[Your assignment]
Restate word for word the line with "Could you please spot the white umbrella" and the rest of the listing after it, ending at the final line, and include nothing else.

[Data shown]
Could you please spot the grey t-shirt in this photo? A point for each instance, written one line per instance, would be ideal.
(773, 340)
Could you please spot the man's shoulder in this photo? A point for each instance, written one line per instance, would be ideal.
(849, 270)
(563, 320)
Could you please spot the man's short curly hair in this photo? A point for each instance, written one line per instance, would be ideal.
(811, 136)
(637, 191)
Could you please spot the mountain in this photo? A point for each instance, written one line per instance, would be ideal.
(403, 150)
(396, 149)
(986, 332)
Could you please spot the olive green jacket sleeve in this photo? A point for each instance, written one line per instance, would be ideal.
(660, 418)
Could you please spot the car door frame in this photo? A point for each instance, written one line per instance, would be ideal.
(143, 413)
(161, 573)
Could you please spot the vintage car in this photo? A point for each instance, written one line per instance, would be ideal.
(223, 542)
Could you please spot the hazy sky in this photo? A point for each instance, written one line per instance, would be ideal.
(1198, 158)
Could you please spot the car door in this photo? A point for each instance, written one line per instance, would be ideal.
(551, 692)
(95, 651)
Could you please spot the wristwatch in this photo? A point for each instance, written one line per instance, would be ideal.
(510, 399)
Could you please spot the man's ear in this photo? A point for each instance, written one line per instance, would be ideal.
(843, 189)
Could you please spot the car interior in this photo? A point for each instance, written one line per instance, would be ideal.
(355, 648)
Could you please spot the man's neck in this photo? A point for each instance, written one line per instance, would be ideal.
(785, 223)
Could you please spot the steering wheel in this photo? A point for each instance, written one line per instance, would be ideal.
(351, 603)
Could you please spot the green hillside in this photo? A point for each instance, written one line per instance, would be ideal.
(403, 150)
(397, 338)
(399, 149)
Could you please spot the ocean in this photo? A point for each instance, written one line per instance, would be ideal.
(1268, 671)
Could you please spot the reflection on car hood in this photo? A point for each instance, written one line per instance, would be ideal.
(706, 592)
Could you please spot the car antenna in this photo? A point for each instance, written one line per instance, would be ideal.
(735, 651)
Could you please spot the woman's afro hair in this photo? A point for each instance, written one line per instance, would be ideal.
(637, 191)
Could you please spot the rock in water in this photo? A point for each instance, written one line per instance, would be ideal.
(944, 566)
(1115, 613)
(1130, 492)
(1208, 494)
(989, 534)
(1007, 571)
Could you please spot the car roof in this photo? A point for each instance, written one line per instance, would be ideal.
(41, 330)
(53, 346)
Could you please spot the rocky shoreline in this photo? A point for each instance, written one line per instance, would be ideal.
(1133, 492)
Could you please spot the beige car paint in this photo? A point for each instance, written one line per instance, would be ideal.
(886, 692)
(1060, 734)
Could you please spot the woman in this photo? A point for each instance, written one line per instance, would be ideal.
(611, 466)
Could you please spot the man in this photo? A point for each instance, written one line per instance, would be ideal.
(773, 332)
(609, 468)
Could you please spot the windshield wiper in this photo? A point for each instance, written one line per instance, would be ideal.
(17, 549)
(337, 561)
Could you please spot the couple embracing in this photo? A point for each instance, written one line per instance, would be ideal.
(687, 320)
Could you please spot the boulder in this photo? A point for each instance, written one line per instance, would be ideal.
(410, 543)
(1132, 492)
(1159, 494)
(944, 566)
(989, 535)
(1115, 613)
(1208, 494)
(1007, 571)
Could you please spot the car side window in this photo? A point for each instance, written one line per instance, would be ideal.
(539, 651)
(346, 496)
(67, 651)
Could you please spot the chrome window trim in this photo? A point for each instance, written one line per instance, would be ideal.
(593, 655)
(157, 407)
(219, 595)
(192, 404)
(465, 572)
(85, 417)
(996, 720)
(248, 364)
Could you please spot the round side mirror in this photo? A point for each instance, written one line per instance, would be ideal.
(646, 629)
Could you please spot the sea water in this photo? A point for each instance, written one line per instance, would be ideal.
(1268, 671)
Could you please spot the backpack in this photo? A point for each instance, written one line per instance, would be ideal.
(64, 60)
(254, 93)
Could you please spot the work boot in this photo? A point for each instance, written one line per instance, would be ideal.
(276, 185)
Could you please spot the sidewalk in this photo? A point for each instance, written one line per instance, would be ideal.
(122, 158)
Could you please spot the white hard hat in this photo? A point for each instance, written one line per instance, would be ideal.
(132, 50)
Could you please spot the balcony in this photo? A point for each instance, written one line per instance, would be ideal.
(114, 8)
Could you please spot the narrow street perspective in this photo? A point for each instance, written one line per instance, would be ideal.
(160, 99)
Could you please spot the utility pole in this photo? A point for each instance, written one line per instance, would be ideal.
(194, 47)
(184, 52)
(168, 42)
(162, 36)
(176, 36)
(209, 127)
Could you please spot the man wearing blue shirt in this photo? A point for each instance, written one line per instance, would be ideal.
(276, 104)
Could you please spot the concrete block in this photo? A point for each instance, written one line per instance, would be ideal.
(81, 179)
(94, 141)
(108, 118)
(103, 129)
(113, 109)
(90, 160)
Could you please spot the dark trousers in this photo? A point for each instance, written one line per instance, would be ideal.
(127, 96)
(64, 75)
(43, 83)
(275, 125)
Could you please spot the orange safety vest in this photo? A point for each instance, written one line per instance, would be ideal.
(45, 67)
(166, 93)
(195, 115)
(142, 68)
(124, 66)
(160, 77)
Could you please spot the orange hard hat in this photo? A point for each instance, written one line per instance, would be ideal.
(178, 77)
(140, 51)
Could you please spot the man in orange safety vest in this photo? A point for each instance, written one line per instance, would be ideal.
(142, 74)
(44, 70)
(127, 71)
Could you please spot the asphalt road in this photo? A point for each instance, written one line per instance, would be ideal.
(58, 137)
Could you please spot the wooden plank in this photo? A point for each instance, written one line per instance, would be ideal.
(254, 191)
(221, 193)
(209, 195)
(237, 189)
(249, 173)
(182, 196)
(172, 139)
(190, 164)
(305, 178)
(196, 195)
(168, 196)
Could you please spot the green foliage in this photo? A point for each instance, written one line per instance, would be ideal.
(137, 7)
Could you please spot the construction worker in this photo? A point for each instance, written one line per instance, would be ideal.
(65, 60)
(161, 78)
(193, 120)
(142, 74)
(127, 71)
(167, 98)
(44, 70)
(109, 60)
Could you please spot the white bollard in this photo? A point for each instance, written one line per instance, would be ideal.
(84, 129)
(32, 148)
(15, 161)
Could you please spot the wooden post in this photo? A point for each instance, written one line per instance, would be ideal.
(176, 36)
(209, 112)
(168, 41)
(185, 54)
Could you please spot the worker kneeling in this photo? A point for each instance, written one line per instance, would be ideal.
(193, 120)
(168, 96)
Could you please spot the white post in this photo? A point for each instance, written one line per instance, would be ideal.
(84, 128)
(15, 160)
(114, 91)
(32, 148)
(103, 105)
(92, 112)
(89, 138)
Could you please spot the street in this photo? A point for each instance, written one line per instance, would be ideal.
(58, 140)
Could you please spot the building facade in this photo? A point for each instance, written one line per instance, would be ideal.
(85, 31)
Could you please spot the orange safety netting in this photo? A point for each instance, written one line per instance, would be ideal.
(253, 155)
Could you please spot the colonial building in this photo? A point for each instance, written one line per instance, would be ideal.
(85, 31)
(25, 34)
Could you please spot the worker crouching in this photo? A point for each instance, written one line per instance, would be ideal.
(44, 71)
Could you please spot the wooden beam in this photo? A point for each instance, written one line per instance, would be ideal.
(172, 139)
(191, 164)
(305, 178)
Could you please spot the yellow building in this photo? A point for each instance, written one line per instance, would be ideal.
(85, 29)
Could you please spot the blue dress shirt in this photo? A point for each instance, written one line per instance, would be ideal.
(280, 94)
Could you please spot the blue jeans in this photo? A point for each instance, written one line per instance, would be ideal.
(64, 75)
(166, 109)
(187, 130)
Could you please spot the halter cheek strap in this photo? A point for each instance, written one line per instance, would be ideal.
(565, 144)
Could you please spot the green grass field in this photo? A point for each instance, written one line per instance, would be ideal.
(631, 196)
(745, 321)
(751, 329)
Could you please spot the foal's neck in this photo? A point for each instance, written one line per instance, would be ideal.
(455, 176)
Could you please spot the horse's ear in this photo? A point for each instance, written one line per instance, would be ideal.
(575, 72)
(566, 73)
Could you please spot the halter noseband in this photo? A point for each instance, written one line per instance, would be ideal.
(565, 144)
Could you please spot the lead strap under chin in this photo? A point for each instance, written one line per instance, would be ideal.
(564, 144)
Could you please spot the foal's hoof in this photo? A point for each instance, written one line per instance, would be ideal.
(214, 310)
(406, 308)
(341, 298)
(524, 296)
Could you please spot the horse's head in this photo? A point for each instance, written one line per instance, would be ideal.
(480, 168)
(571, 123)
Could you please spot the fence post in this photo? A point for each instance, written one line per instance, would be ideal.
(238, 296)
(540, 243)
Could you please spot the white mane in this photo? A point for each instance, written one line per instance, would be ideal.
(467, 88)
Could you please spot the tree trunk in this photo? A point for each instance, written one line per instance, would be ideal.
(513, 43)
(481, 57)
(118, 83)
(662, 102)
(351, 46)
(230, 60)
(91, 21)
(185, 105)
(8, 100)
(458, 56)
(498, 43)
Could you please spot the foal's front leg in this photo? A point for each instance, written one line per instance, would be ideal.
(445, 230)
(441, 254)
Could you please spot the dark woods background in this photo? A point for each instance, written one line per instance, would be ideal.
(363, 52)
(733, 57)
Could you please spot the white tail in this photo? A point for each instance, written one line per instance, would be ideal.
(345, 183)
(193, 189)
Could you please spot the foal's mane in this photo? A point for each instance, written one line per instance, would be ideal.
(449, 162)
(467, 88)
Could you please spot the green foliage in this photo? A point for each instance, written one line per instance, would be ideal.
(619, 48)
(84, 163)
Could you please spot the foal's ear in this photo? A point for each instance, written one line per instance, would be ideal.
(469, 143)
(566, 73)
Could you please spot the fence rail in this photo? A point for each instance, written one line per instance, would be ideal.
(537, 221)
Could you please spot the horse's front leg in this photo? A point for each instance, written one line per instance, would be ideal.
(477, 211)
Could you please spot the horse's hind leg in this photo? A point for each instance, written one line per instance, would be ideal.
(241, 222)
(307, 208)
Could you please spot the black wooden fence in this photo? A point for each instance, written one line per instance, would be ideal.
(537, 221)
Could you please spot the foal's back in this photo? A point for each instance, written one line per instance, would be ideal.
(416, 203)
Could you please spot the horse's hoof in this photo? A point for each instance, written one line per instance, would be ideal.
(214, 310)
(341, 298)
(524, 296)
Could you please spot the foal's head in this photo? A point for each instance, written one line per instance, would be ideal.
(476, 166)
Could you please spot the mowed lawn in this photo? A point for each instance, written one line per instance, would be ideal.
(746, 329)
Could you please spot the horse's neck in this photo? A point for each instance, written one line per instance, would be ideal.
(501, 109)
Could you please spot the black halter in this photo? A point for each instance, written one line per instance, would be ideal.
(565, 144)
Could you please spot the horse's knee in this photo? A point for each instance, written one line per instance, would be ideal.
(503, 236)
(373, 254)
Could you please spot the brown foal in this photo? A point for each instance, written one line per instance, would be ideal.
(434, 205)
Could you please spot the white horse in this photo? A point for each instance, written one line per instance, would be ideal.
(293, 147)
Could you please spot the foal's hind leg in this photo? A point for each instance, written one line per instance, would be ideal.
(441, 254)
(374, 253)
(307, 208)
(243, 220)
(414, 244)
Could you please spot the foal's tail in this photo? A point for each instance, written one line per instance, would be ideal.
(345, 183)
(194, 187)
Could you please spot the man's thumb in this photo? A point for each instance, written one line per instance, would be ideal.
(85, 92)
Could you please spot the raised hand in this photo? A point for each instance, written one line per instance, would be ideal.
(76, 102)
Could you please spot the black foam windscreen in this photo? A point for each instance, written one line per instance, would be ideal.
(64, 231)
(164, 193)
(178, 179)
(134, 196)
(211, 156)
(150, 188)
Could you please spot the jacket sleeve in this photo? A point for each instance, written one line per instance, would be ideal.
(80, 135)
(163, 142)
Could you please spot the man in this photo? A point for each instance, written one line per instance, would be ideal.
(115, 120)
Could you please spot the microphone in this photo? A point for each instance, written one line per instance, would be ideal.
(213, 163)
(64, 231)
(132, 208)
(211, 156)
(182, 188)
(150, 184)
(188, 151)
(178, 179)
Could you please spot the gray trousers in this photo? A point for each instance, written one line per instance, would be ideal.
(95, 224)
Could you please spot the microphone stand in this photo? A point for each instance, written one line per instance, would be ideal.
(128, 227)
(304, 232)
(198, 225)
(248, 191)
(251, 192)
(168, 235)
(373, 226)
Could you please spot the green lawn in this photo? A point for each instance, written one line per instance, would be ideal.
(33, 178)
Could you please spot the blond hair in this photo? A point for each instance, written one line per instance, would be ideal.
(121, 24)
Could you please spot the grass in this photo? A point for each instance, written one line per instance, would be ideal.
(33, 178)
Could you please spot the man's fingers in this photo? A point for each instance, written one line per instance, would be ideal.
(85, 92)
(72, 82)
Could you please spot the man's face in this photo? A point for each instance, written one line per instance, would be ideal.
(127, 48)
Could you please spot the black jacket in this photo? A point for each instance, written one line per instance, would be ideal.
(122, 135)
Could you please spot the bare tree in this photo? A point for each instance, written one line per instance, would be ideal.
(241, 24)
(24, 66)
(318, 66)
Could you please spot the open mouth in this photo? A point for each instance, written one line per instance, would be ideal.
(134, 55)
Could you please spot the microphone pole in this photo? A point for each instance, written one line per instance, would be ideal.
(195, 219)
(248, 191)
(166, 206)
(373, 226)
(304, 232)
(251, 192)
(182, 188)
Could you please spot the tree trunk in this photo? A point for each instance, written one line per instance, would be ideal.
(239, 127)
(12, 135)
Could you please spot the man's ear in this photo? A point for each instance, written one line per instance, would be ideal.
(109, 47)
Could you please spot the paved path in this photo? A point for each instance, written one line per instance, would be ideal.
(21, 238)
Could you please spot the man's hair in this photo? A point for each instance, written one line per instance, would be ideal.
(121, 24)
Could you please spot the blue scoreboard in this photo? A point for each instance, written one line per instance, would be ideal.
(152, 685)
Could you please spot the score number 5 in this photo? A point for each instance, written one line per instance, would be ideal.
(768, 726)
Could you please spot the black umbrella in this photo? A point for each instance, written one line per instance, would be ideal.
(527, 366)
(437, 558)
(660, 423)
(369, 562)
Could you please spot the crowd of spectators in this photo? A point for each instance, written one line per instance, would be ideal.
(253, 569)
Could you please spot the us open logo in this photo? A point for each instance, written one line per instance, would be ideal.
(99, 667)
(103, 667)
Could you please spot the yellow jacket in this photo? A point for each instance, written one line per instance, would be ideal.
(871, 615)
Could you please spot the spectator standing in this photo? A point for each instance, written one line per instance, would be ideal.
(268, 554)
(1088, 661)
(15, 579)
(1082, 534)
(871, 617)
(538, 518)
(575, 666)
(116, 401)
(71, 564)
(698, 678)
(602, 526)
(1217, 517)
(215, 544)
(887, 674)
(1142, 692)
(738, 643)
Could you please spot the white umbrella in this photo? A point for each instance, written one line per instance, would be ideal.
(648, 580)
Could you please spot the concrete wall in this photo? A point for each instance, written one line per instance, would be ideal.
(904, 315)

[Completed exercise]
Could you please spot the white umbrella in this photo? A point for each instance, written one line per instance, would be ideal.
(648, 580)
Could you please spot the concrete wall in this photo? A point for each instance, written one line per instance, would be ideal.
(904, 315)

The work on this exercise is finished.